**Explore the material:**
[a] Say whether each statement below agrees with the methane hydrate abstract. Answer yes or no for each, and quote the deciding words from the abstract.
(i) Dickens and Quinby-Hunt (1994) studied how the stability of methane hydrates in sea water depends on temperature and pressure.
(ii) Quinby-Hunt and Wilde (1995) developed a quantitative model of the processes leading to glaciation.
(iii) The geologic inventories for the Lower Paleozoic come from Budyko (1985).
[b] Carry on the methane hydrate abstract from its last sentence.

**Text block:**
<<<<

P. Wilde
Pangloss Foundation
Berkeley, California, 94709, USA
M. S. Quinby-Hunt
Environmental Energy Technologies Division
Lawrence Berkeley Laboratory
Berkeley, California, 94720, USA
Expanded ABSTRACT
Dickens and Quinby-Hunt (1994) investigated the stability of methane hydrates in sea water as a function of temperature and pressure (depth). Quinby-Hunt and Wilde (1995) proposed that methane hydrates act as a major climate modulator in the Lower Paleozoic and developed a qualitative model to describe the processes leading to glaciation inter-glaciation (warming) and return to glaciation. Plotting hypothetical oceanic temperature profiles for various climatic conditions (glacial, inter-glacial, and non glacial: Wilde, 1987) on the hydrate-seawater stability diagram (Fig. 1) provides a method to predict quantitative indication of the potential uptake and release of methane to and from the environment with climate change. Using the above, in conjunction with geologic inventories from Budyko (1985) for the Lower Paleozoic, we postulate a geochemical scenario for the Late Ordovician glacial events (Wilde et al., 1996).

>>>>

**Data to examine:**
<<<<

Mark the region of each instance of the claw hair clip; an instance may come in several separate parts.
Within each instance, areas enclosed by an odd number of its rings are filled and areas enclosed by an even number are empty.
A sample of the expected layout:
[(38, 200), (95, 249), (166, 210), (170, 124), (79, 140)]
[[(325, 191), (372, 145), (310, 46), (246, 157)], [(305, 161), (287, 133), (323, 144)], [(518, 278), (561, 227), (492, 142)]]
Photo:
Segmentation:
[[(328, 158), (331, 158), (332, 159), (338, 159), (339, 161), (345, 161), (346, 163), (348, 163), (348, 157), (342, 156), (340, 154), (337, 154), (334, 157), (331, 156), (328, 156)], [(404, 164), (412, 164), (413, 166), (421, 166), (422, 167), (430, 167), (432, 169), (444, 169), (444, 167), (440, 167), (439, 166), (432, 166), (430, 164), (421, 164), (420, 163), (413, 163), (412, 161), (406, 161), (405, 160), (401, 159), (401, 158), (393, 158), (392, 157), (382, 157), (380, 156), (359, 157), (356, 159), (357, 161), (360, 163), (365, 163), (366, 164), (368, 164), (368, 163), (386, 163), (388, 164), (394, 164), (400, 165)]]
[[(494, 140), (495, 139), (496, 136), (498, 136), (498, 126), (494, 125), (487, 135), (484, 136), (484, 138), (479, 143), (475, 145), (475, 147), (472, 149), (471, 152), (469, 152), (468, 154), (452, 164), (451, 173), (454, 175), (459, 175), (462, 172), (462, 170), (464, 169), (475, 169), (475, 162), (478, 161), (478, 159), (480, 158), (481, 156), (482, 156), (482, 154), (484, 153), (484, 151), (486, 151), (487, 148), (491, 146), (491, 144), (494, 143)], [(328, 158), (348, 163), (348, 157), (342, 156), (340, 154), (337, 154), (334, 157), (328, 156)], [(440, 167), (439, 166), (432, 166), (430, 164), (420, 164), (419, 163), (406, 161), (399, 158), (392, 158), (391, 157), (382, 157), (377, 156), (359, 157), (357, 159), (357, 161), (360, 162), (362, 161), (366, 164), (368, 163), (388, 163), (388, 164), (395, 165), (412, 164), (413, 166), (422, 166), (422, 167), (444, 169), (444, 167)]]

>>>>
<<<<

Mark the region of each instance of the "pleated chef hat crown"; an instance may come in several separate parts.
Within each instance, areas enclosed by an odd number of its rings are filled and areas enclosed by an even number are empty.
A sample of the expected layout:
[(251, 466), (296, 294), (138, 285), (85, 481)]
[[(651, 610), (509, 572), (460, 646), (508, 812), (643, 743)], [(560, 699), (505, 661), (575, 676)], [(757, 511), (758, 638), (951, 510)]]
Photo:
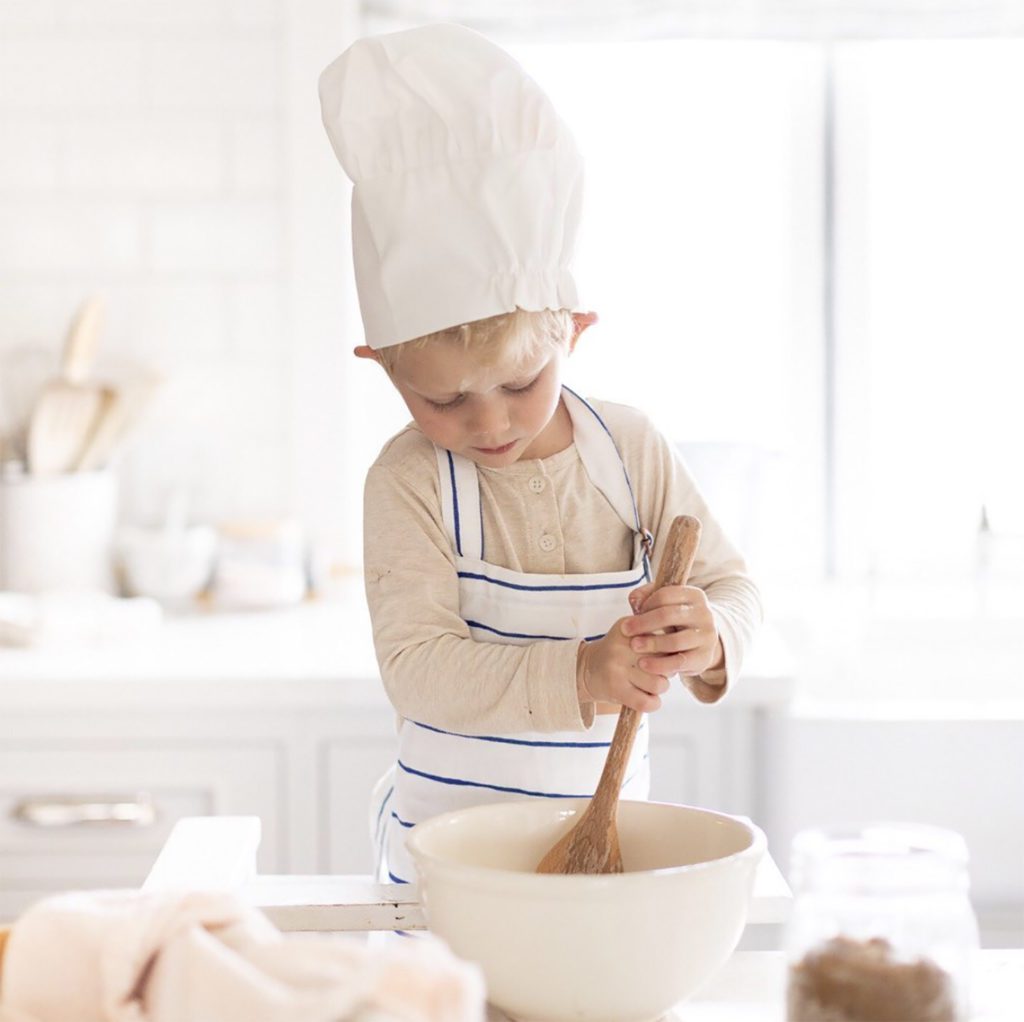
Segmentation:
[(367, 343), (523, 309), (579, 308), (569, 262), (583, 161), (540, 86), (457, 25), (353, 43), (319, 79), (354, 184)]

>>>>

**Answer section:**
[a]
(i) Yes: "investigated the stability of methane hydrates in sea water as a function of temperature and pressure (depth)"
(ii) No: "developed a qualitative model to describe the processes leading to glaciation inter-glaciation (warming) and return to glaciation"
(iii) Yes: "geologic inventories from Budyko (1985) for the Lower Paleozoic"

[b]
Prior to the Devonian, oceanic productivity is the only major biologic process which would sequester carbon. Therefore the pre-Devonian provides a simpler case for examination of glaciation processes. During the Lower Paleozoic extensive areas of oceanic anoxia existed; oxygen concentrations in the atmosphere and upper ocean were significantly lower than in the present. Therefore conditions were auspicious for the formation of methane, and subsequently methane hydrates.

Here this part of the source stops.